→ **Short task**: Continue the interview about the founding of the g39 gallery in Cardiff, starting right after its final line.

----- Excerpted text

Chris Brown is an artist, musician and co-director of the artist-led gallery g39 in Cardiff. He is responsible for g39's strategic development within Wales, the UK and beyond. He is also Magazine Coordinator for a-n magazine.

 

 

David Trigg: Could you start by telling me a bit about how g39 got started?

Chris Brown: Well, in the year following my graduation from the Fine Art course at Canterbury Art College I moved up to Cardiff because I was intending to continue studying in South Wales. At the same time Anthony Shapland (co-director of g39) relocated back to Cardiff after graduating from the Fine Art course in Southampton. We met at Ffotogallery, where Anthony was artist in residence. He was undertaking this really amazing pinhole photography workshop with a secondary school, which I was brought in to volunteer on. At that time he was investigating the possibility of setting up an art space and had managed to get hold of a city centre building from a friend who was a shop manager. Anthony had managed to negotiate using two rooms above the shop as accommodation and then as a makeshift studio. Because of its city centre location he recognised that there was the possibility of using it as a public space for exhibiting work. There was nothing like that going in Cardiff at the time, whereas straight after graduating Anthony been working in London, seeing how artist's networks operate there and how the artist-led DIY ethic was really picking up some momentum. So he brought that idea back to Cardiff and looked at the possibility of finding a platform for the contemporary work that was being produced here.

 

DT: You mentioned that he'd had some experience of artist-led initiatives in London, was there any particular model that had inspired him to start g39?

----------
----- Information supplied

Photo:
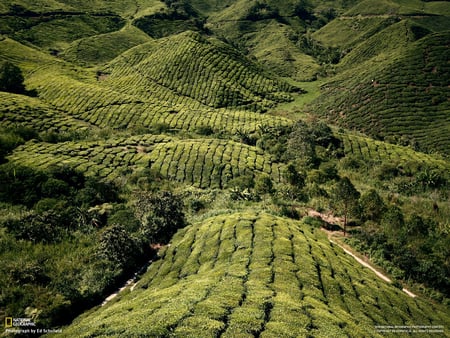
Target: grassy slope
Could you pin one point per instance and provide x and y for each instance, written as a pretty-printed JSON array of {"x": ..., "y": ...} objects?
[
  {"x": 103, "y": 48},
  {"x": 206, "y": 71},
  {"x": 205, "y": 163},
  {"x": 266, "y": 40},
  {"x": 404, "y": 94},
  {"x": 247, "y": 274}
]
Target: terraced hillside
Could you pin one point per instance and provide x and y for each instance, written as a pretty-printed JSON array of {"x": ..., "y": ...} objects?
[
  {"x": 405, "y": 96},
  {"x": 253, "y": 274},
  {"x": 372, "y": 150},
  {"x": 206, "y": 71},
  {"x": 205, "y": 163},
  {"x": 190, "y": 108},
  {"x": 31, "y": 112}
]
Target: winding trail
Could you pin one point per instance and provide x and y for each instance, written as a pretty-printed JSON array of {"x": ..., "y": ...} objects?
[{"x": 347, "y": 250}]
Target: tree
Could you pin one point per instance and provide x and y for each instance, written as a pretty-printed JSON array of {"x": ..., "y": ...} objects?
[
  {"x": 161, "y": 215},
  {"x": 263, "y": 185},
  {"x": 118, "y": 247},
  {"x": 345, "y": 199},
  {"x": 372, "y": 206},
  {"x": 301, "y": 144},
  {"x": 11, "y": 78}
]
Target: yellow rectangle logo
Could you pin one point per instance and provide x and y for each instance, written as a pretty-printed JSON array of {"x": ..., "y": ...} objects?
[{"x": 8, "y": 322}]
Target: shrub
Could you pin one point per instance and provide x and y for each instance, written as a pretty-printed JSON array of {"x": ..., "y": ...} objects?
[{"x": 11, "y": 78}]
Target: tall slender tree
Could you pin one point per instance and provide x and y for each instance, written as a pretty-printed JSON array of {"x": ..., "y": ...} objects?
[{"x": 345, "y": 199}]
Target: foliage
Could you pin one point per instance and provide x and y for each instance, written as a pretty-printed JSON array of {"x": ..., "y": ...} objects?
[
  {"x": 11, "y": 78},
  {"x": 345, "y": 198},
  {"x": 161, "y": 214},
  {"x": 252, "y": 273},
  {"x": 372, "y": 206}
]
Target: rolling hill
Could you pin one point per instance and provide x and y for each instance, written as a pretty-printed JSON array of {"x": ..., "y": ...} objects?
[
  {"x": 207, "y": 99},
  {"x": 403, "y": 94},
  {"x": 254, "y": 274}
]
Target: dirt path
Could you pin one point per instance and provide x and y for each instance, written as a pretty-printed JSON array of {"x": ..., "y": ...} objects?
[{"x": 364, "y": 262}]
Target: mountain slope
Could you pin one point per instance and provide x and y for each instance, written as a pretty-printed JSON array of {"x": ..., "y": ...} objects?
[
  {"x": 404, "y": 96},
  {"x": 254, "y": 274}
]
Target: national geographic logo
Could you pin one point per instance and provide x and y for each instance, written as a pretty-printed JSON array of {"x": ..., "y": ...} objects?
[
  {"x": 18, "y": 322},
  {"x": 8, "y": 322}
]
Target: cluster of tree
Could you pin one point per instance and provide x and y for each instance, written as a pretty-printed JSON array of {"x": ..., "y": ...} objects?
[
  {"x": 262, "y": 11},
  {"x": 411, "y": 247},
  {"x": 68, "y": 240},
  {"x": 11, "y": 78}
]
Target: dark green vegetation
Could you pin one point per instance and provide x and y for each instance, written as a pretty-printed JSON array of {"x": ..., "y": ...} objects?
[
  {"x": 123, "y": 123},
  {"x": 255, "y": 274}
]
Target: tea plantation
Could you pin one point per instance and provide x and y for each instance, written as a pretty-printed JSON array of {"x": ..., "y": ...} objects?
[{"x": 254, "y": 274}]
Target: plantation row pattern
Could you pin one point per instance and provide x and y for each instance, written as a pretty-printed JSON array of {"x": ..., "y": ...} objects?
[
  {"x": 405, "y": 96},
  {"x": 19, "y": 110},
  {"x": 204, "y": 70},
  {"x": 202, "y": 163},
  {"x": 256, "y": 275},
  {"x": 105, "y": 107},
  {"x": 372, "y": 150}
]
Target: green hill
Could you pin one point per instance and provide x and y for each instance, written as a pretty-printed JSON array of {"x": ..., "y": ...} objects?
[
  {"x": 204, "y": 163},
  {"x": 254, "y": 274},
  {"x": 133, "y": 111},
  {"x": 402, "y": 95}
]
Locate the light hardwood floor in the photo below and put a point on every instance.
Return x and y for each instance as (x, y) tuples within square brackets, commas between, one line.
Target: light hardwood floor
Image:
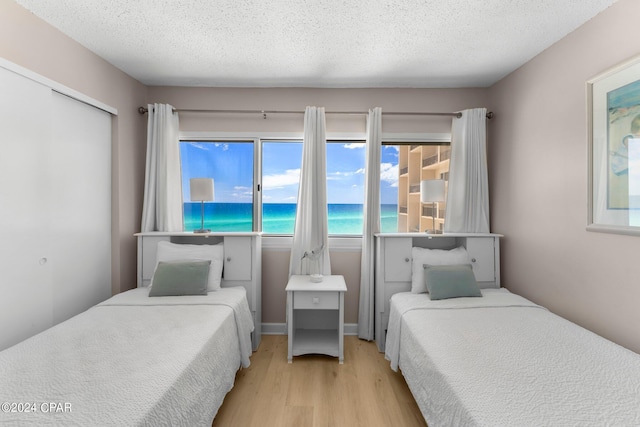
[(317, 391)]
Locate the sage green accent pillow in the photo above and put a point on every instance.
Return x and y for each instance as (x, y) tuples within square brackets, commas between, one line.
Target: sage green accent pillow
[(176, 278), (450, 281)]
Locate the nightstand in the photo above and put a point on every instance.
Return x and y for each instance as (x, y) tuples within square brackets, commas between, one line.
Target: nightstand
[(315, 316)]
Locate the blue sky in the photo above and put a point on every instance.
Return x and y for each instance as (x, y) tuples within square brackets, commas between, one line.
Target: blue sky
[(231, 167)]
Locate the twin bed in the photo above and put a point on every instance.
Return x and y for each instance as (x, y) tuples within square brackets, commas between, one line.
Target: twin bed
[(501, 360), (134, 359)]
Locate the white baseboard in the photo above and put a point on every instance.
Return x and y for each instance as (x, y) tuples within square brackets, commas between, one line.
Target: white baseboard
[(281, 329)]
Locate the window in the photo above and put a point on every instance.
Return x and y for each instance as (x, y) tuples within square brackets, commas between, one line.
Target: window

----------

→ **Task result**:
CB: Yes, Milch was one. He also did a project at the Tannery, which was quite fortuitous because  that was where he met Stephen Hepworth who was their curator at the time and has since been an advisor to g39; he really helped set the bar and encouraged us to be that bit more ambitious.

 

DT: Was the artist-led gallery City Racing an influence?

CB: Yes, although I think City Racing was very particular to that era. I don't think you can take that model and place it in the late '90s or the early 21st century and have it work in quite the same way. We just took bits and pieces from several different artist-led projects and created something very peculiar to Wales.

 

DT: How long was it from Anthony's initial concept of the gallery to getting the first show actually hung?

CB: Six months. An application went to the Arts Council in December '97 and in March '98  we were granted an award. Then the renovation work on the building started and we opened the doors on July third 1998.

 

DT: Why call it g39?

CB: Well, the 'g' stands for 'gallery' and 39 is the number of the building. The thinking behind that numbering system comes from the fact that we initially thought that the building we're still in now was going to be a short-term thing and that the project would be quite nomadic, moving around to various locations. The idea was that each building we'd go to would rename the project, so we had exhibitions in g02 for example. But that system came to an end because all the other spaces that we've used since then, such as billboards or LED signs, don't actually have addresses!

 

DT: What was your initial aim for the gallery when it opened?

CB: Our mission statement sums it up: to raise awareness and understanding of contemporary work based in Wales. It was a very pragmatic thing. We set out to create this platform to exhibit all of the interesting work getting produced by our peer group. There wasn't the intention for g39 to have any kind of longevity or to have any national standing or anything. Given the context now, we almost certainly wouldn't do the same thing again, it would be very different.

DT: In what way would it be different?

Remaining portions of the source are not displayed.